Há, sobre esta questão, abundante jurisprudência que se seguirá de perto. Temos presente, em particular, as decisões do CAAD proferidas nos processos número 103/2017-T, 42/2017-T, 434/2016-T, 338/2016-T, 294/2015-T, 201/2015-T e 435/2014-T que acolhemos sem reservas.

Vejamos:

A Requerida AT aceita parte das despesas com os imóveis em apreço entendendo, no entanto, que apenas são dedutíveis na proporção da ocupação/arrendamento do imóvel.

Acontece que este suposto coeficiente de ocupação não pode ser aceite, desde logo, porque não tem qualquer suporte legal no Código do IRS.

Tal procedimento também não pode ser aceite, porquanto todas as despesas realizadas terão sempre que ser aceites, independentemente da taxa de ocupação.

É que o IRS incide sobre o valor anual dos rendimentos provenientes de determinadas categorias, depois de efectuadas as correspondentes deduções e abatimentos (artigo 1º n.º 1 do Código do IRS).

Assim, a tributação em sede de IRS incide sobre o valor anual dos rendimentos e este apura-se relativamente a cada ano fiscal, que coincide com o ano civil (artigos 1 n.º 1, 22 n.º 1 e 143 do Código do IRS).

Como a operação elementar do cálculo do imposto consiste em determinar o rendimento tributável, através das deduções e abatimentos ao rendimento bruto, não se vê razão para que estas componentes negativas não tenham afinal o mesmo período de referência que tem o rendimento bruto.

Também a regra das obrigações declarativas disciplina no sentido de dever ser apresentada uma única declaração para todo o período anual (artigo 57 n.º 1 do Código do IRS).

Instruções e requisitos -
Segundo o excerto, com que período coincide o ano fiscal em sede de IRS? Responda recorrendo unicamente ao excerto.

Registos fornecidos -
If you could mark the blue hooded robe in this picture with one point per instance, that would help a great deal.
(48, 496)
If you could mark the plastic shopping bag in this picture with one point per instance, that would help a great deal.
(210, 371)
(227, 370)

Resolução comentada -
O ano fiscal coincide com o ano civil.